*Exercise requirements*:
Copy out all the entries word for word.
[[ Source records open ]]
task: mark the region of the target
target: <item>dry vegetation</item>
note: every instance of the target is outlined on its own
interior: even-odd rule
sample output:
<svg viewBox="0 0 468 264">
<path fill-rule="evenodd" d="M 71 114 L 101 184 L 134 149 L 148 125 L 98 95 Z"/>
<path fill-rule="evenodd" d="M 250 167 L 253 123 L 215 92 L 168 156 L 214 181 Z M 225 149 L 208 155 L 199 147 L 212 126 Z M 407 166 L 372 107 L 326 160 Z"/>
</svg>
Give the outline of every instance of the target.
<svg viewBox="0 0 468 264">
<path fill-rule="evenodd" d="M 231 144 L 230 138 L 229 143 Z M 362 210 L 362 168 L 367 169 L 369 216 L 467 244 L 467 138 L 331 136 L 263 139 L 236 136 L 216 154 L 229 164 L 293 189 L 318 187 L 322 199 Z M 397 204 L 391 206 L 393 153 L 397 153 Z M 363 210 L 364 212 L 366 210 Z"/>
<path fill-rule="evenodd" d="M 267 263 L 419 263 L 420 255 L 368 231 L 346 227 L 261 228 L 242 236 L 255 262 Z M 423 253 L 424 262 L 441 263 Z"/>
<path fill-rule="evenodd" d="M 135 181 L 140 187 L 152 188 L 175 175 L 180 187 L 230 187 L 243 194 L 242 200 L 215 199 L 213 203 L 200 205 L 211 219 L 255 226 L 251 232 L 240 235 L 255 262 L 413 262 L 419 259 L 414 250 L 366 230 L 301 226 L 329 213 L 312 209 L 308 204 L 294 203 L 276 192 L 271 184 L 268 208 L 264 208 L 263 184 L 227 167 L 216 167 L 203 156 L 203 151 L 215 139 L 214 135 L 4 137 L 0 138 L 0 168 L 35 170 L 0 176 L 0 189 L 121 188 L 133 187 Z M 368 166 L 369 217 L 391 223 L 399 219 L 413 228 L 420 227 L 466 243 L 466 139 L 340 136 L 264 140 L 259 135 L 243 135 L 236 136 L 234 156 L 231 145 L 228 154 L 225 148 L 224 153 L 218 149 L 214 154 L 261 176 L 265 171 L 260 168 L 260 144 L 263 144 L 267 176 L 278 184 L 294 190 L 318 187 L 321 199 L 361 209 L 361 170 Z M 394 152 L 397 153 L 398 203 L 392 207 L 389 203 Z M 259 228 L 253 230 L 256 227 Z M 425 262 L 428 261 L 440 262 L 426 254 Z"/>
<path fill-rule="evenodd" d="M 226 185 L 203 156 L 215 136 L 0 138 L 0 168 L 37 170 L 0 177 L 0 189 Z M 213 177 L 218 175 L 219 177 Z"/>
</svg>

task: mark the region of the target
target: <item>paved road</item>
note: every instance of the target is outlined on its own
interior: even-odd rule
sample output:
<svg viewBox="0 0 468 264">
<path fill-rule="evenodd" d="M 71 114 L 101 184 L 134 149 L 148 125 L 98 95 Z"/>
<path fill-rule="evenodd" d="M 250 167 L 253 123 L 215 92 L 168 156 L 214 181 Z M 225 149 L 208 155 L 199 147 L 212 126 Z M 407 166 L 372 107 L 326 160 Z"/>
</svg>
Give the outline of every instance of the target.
[[ Source records closed ]]
*Result below*:
task: mark the region of the target
target: <item>dry vegetation</item>
note: every instance of the target is outlined on its own
interior: even-odd rule
sample output:
<svg viewBox="0 0 468 264">
<path fill-rule="evenodd" d="M 71 114 L 101 184 L 134 149 L 148 125 L 98 95 Z"/>
<path fill-rule="evenodd" d="M 250 167 L 253 123 L 215 92 L 168 156 L 214 181 Z M 225 149 L 208 155 L 199 147 L 212 126 Z M 407 166 L 372 107 L 326 160 Z"/>
</svg>
Give the outline of every instance of the target.
<svg viewBox="0 0 468 264">
<path fill-rule="evenodd" d="M 231 144 L 230 138 L 229 143 Z M 362 210 L 362 168 L 367 169 L 369 216 L 467 244 L 467 138 L 331 136 L 263 139 L 236 136 L 216 154 L 229 164 L 293 189 L 318 187 L 322 199 Z M 397 204 L 391 206 L 393 153 L 397 153 Z M 363 210 L 364 212 L 366 210 Z"/>
<path fill-rule="evenodd" d="M 267 263 L 419 263 L 420 255 L 368 231 L 346 227 L 261 228 L 242 236 L 255 262 Z M 423 253 L 424 262 L 441 263 Z"/>
<path fill-rule="evenodd" d="M 135 181 L 140 187 L 152 188 L 175 175 L 180 187 L 230 187 L 243 194 L 242 200 L 215 199 L 213 203 L 200 205 L 211 219 L 255 226 L 251 232 L 240 235 L 255 262 L 413 262 L 419 259 L 414 250 L 366 230 L 301 226 L 329 213 L 312 209 L 308 204 L 294 203 L 276 192 L 271 184 L 268 208 L 264 208 L 263 184 L 227 167 L 216 167 L 203 156 L 203 151 L 215 139 L 214 135 L 4 137 L 0 138 L 0 168 L 35 170 L 0 176 L 0 189 L 121 188 L 133 187 Z M 368 166 L 369 217 L 391 223 L 399 219 L 413 228 L 420 227 L 466 243 L 466 139 L 340 136 L 264 140 L 259 135 L 243 135 L 236 136 L 234 156 L 231 145 L 228 154 L 225 148 L 224 153 L 218 149 L 214 154 L 261 176 L 265 171 L 260 168 L 260 144 L 263 144 L 267 176 L 278 184 L 294 190 L 318 187 L 321 199 L 361 209 L 361 170 Z M 394 152 L 397 153 L 398 203 L 392 207 L 389 203 Z M 259 228 L 253 230 L 256 227 Z M 425 262 L 428 261 L 440 262 L 426 254 Z"/>
<path fill-rule="evenodd" d="M 226 185 L 203 156 L 215 136 L 0 138 L 0 168 L 37 170 L 0 177 L 0 189 Z M 213 177 L 218 175 L 219 177 Z"/>
</svg>

task: mark the region of the target
target: <item>paved road</item>
note: every instance of the target is outlined on its own
interior: even-odd rule
sample output:
<svg viewBox="0 0 468 264">
<path fill-rule="evenodd" d="M 71 114 L 101 184 L 134 149 L 148 125 L 98 95 Z"/>
<path fill-rule="evenodd" d="M 250 167 L 253 123 L 215 92 L 168 156 L 214 181 Z M 225 149 L 208 155 L 199 147 L 212 126 Z M 407 166 L 372 107 L 326 160 Z"/>
</svg>
Give the outline of every instance of the target.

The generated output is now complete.